▶ **EXERCISE INPUT**:

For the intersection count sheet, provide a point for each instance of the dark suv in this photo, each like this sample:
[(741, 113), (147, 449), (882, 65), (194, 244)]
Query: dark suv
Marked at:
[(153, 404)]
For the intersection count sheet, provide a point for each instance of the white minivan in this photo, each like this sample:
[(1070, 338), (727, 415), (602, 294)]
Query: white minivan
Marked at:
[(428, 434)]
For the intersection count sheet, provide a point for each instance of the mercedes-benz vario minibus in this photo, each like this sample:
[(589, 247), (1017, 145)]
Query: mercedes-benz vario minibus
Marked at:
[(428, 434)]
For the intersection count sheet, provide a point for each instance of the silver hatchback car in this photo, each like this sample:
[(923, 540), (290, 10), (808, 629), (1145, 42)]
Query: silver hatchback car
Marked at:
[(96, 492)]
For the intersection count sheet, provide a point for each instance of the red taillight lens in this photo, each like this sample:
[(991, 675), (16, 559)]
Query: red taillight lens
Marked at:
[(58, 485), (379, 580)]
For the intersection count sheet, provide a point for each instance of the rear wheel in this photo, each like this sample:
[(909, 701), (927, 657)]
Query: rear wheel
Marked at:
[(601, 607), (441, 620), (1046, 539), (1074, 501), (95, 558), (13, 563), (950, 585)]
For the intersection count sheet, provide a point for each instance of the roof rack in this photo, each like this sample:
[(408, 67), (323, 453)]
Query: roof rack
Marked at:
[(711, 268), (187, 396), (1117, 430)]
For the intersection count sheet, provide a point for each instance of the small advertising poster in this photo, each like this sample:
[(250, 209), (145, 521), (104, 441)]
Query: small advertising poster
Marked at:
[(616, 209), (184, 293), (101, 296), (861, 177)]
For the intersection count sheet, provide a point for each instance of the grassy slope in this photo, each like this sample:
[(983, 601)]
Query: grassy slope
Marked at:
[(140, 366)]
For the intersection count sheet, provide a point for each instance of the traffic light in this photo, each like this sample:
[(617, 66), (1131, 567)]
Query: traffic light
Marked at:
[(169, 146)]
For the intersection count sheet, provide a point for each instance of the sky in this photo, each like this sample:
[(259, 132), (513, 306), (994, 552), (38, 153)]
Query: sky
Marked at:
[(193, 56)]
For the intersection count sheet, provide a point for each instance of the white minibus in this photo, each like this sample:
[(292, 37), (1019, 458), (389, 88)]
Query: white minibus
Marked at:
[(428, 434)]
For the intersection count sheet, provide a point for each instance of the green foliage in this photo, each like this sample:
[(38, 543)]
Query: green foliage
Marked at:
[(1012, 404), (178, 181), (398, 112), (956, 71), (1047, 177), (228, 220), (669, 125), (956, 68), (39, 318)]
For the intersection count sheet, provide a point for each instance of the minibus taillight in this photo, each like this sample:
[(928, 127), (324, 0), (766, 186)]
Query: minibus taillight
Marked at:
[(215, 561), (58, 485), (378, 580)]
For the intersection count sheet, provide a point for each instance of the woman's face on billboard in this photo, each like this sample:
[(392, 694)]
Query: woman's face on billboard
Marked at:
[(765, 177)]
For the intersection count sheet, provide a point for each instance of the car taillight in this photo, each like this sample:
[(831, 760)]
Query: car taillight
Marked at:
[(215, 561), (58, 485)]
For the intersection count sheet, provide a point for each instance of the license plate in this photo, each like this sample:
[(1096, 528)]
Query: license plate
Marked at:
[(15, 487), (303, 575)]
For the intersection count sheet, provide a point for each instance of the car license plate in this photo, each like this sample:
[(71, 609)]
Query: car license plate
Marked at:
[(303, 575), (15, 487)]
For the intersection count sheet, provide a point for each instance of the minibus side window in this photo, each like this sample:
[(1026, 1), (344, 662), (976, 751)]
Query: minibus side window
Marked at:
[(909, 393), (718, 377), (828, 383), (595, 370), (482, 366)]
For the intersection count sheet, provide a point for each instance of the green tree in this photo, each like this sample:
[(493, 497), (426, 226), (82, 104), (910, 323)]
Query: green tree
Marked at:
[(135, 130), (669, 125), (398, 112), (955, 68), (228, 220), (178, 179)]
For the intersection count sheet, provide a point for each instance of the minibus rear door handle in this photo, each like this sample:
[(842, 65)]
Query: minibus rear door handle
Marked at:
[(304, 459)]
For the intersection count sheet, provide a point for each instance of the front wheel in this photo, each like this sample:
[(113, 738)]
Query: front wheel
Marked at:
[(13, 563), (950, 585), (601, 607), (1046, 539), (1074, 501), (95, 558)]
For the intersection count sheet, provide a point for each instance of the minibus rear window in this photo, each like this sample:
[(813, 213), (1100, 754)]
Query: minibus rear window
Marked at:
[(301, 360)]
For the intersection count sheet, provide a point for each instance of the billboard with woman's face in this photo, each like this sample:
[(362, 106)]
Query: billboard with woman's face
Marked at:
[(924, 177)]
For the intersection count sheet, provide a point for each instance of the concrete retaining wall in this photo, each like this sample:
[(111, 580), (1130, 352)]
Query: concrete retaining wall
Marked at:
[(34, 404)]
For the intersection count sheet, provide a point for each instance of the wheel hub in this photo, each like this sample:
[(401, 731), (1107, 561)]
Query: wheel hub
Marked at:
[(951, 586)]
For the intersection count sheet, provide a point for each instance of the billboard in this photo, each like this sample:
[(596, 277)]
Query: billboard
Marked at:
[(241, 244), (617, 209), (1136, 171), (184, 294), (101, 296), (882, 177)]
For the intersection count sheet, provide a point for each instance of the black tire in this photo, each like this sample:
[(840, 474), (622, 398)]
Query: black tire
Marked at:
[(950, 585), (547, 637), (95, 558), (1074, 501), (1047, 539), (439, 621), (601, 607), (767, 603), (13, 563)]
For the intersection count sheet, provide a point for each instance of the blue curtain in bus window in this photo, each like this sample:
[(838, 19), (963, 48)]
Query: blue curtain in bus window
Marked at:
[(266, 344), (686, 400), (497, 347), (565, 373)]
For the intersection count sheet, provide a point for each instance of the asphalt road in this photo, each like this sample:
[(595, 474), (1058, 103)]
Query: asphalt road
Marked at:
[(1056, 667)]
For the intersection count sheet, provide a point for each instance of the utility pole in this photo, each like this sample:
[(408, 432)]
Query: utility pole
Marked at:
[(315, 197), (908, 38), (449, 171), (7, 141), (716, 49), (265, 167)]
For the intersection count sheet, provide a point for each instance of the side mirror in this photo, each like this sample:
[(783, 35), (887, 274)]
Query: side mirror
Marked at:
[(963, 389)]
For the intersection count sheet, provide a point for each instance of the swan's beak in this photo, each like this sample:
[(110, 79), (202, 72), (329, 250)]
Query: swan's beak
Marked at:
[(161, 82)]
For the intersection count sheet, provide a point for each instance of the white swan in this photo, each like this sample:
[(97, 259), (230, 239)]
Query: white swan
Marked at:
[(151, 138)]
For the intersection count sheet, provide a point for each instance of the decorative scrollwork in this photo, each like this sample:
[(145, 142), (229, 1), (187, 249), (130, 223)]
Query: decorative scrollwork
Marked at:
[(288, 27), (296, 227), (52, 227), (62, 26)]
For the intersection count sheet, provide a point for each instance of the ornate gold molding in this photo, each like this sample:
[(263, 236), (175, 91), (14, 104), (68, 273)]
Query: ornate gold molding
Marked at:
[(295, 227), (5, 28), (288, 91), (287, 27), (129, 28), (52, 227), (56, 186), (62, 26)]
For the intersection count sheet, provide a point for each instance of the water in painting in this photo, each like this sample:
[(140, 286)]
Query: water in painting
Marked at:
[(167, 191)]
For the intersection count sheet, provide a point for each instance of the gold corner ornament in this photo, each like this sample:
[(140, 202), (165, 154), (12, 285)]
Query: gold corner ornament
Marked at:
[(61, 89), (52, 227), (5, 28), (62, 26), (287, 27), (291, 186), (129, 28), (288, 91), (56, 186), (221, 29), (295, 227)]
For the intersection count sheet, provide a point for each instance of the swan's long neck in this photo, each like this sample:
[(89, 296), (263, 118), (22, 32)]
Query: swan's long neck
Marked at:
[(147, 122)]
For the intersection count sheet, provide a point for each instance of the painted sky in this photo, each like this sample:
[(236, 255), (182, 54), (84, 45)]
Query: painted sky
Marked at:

▶ **TASK INSTRUCTIONS**: Print the rows without any changes, from the first line through the line containing "[(711, 268), (187, 396), (1117, 430)]", including both of those lines.

▶ **CORRECT ANSWER**:
For the intersection count sheet, provide a point for each instance of the dark suv in this photo, each like this sample:
[(741, 113), (147, 449), (882, 65), (194, 244)]
Query: dark suv
Marked at:
[(153, 404)]
For the intersection count sheet, provide a point for each instance of the white minivan in this photo, each like this sample:
[(1070, 338), (727, 415), (602, 294)]
Query: white minivan
Marked at:
[(428, 434)]
For the intersection count sheet, provide a point for each instance of the mercedes-benz vario minibus in this photo, each like this sample:
[(589, 247), (1017, 145)]
Query: mercedes-benz vario minibus
Marked at:
[(428, 434)]
For the intersection count sheet, provide a point for each instance of the silver hatchback car in this photo, each like this sample:
[(923, 540), (290, 10), (808, 629), (1145, 42)]
Query: silver hatchback car
Marked at:
[(96, 492)]
For the intersection count sheet, provide a point for each instance of the red taillight lens in this photo, each like this sample:
[(991, 675), (16, 559)]
Query: red taillight lens
Marked at:
[(58, 485), (379, 580)]
For the intersection count sheet, provide a point for each instance of the rear wheel in this photo, each like this sample:
[(909, 701), (927, 657)]
Query: rear wheel
Marked at:
[(601, 607), (441, 620), (1046, 539), (1074, 501), (95, 558), (13, 563), (950, 585)]
For the intersection count sheet, provide a point for each instance of the roof rack in this photo, each like this sample:
[(408, 67), (323, 453)]
Query: roof rack
Marked at:
[(711, 268), (187, 396), (1117, 430)]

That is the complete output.